Each worker runs opencode run as a subprocess with OPENCODE_CONFIG_CONTENT pointed at the shared SGLang/vLLM server.

Backends

Backend	URL	Notes
SGLang	`sglang://localhost:30000`	Best current path for shared-prefix OpenCode sessions
vLLM	`vllm://localhost:8000`	Live H100 tested with prefix caching
NVIDIA Dynamo	`dynamo://localhost:8001`	Live H100 tested with `nvext.agent_hints` path
Anthropic API	`anthropic://`	Degraded mode; no direct KV control
OpenAI API	`openai://`	Degraded mode; no direct KV control
AWS Bedrock	`bedrock://us-east-1`	Degraded mode; managed prompt caching only

API backends are useful for compatibility, but the main performance story is self-hosted inference where the SDK can align orchestration with the serving engine.

What BatchAgent Optimizes

Optimization	Status	Verified
Multi-turn agent loop	implemented	tests
Structured Pydantic output	implemented	tests
Streaming result delivery	implemented	tests
Tool coalescing	implemented	H100 research-summary benchmark
Release inference slots during tool wait	implemented	H100 research-summary benchmark
Shared-prefix cache usage	backend-dependent	H100 SGLang/vLLM/Dynamo
OpenCode shared backend runtime	implemented	H100 OpenCode benchmark
Dynamo `nvext.agent_hints`	implemented	live Dynamo smoke + benchmark
KVFlow-style prefetch	hints only	not verified as a latency win
TokenDance-style diff KV	prototype	mock only
Distributed Redis orchestration	prototype	local/mock only

Architecture

BatchAgent.run(...)
    |
    v
Task compiler
    - creates one job per input
    - separates shared prefix from per-agent input
    - injects output schema
    |
    v
Wave scheduler
    - runs model turns with bounded concurrency
    - releases the inference slot during TOOL_WAIT
    - streams completed results immediately
    - emits backend hints where supported
    |
    v
Tool pool
    - coalesces concurrent identical calls
    - caches deterministic calls
    - rate-limits external tools
    |
    v
Backend/runtime
    - SGLang / vLLM / Dynamo / API backend
    - OpenCode subprocess runtime
    - metrics collection

The key invariant: inference slots wrap model calls only. Tool waits do not hold GPU request capacity.

Limitations

KVFlow prefetch is not verified. The current vLLM API-route approach cannot safely turn BatchAgent kv_key hints into CPU->GPU block mappings; that needs scheduler-level integration.
TokenDance-style diff KV is a prototype. The compression number is synthetic, not a live vLLM CacheEngine result.
Distributed Redis orchestration exists as a prototype but is not yet validated as a 1,000-agent, multi-node deployment.

**Activities**.
a. Answer these questions using the BatchAgent text:
(i) What URL is listed for the vLLM backend?
(ii) What status is given for TokenDance-style diff KV?
(iii) What does the tool pool do with deterministic calls?
b. Reproduce the BatchAgent text word for word from "Limitations" to "needs scheduler-level integration.".

**Information**.
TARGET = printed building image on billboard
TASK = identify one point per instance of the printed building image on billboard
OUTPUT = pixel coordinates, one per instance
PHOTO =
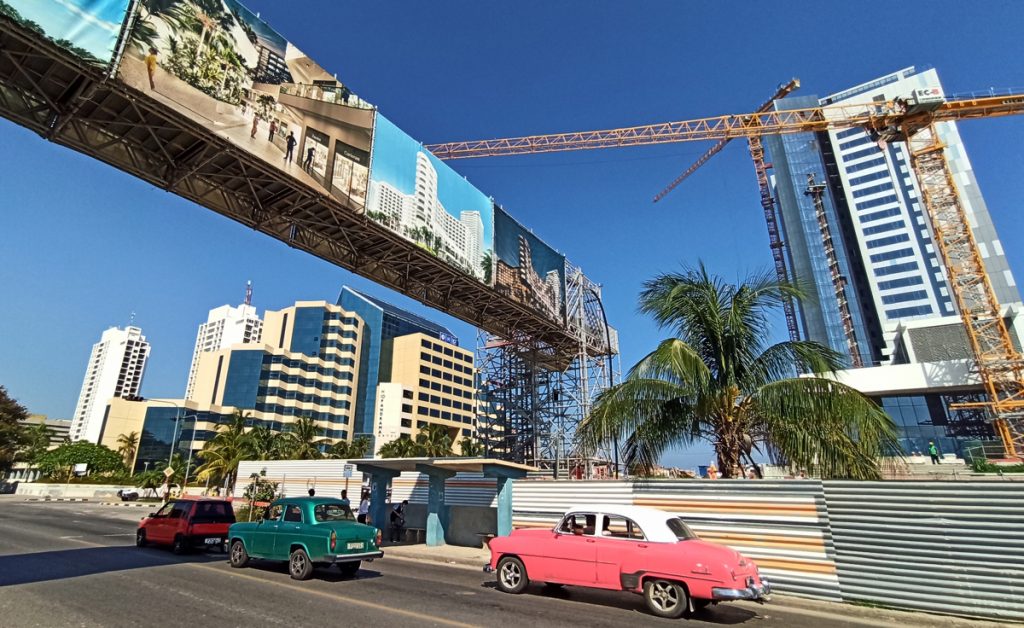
* * *
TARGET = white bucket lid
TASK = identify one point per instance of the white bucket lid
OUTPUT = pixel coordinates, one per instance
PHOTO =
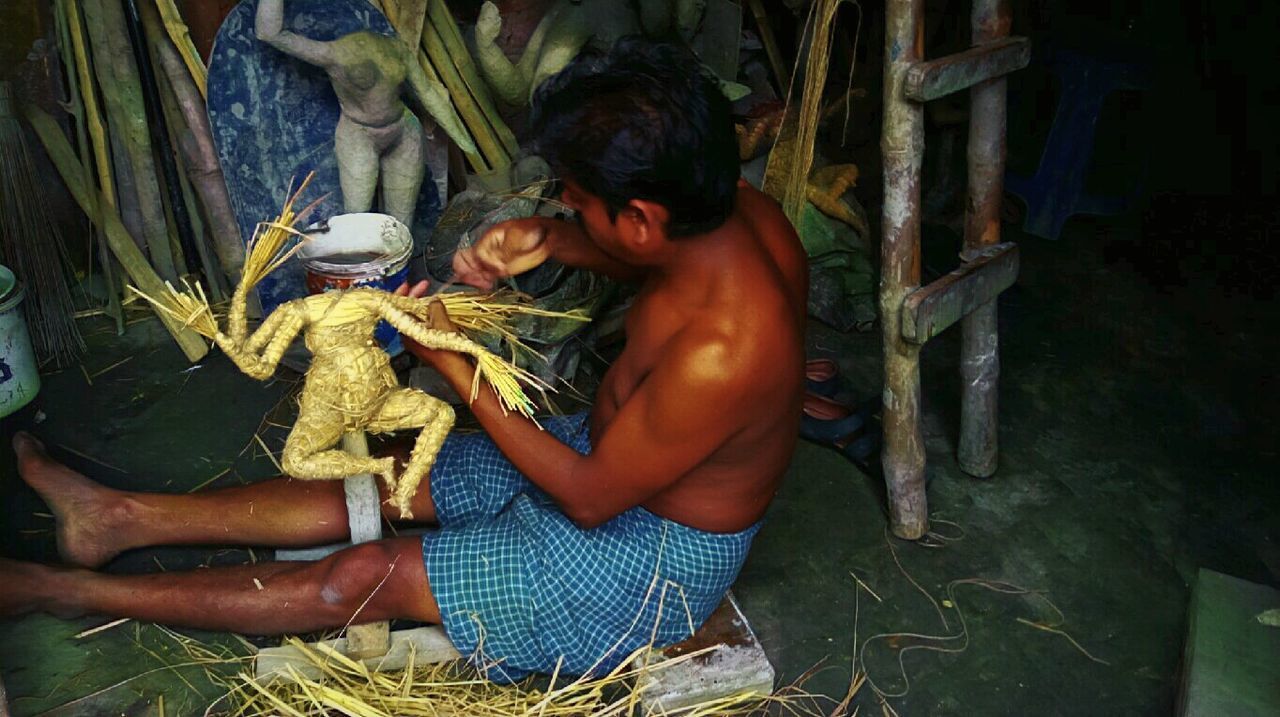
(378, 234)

**Responses by item number**.
a.
(i) `vllm://localhost:8000`
(ii) Prototype
(iii) It caches them.

b.
Limitations

KVFlow prefetch is not verified. The current vLLM API-route approach cannot safely turn BatchAgent kv_key hints into CPU->GPU block mappings; that needs scheduler-level integration.